##### Task data

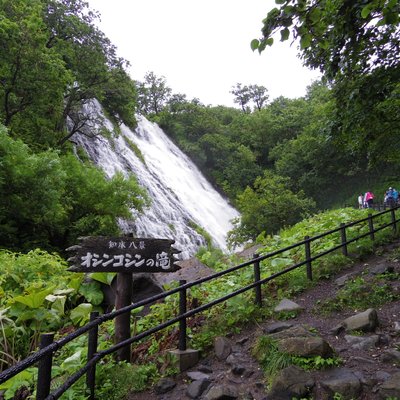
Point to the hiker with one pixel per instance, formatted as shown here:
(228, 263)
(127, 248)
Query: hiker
(360, 201)
(369, 199)
(395, 197)
(389, 197)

##########

Exercise objective: Copy the items above with each "hiker" replaced by "climber" and nothing else changed. Leave the pictures out of your version.

Answer:
Point to the climber with one pixel per instance, formatted as shown here:
(228, 263)
(127, 248)
Query: climber
(360, 201)
(369, 199)
(395, 197)
(389, 197)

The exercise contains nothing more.